**Text shown:**
◇ ◇ ◇ ◇ ◇ ◇ ◇
The term “on” indicates that there is direct contact between elements. The term “directly on” indicates that there is direct contact between elements with no intervening elements.

As used herein, the term “in situ” refers to processes that are all performed in the same processing chamber or within different processing chambers that are connected as part of an integrated processing system, such that each of the processes are performed without an intervening vacuum break. As used herein, the term “ex situ” refers to processes that are performed in at least two different processing chambers such that one or more of the processes are performed with an intervening vacuum break. In some embodiments, processes are performed without breaking vacuum or without exposure to ambient air.

As used herein, the terms “precursor,” “reactant,” “reactive gas,” “reactive species,” and the like may be used interchangeably to refer to any gaseous species that can react with a semiconductor substrate surface.

As used herein, the term “chemical vapor deposition” refers to the exposure of at least one reactive species to deposit a layer of material on the substrate surface. In some embodiments, the chemical vapor deposition (CVD) process comprises mixing the two or more reactive species in the processing chamber to allow gas phase reactions of the reactive species and deposition. In some embodiments, the CVD process comprises exposing the substrate surface to two or more reactive species simultaneously. In some embodiments, the CVD process comprises exposing the substrate surface to a first reactive species continuously with an intermittent exposure to a second reactive species. In some embodiments, the substrate surface undergoes the CVD reaction to deposit a layer having a predetermined thickness. In the CVD process, the layer can be deposited in one exposure to the mixed reactive species or can be multiple exposures to the mixed reactive species with purges between. In some embodiments, the substrate surface is exposed to the first reactive species and the second reactive species substantially simultaneously.
◇ ◇ ◇ ◇ ◇ ◇ ◇
Contour labeling items:
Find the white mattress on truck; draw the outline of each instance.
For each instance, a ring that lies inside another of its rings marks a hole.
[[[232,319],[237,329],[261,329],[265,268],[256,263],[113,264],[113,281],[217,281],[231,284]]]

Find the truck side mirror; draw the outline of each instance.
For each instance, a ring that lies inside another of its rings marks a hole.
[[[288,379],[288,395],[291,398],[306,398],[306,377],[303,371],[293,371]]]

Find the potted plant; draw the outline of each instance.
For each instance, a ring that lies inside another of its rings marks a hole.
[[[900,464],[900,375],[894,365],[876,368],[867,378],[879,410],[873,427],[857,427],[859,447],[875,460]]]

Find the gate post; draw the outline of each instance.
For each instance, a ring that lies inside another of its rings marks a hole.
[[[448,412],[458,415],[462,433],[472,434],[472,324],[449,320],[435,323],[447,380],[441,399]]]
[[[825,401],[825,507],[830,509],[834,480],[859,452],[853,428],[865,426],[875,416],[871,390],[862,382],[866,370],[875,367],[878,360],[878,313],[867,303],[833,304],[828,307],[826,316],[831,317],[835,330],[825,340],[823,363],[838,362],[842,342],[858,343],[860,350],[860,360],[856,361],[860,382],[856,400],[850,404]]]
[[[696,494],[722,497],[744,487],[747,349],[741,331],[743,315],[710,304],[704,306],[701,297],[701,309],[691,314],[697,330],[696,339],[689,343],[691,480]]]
◇ ◇ ◇ ◇ ◇ ◇ ◇
List every term that the semiconductor processing text names as interchangeable for a gaseous species that can react with a substrate surface.

precursor, reactant, reactive gas, reactive species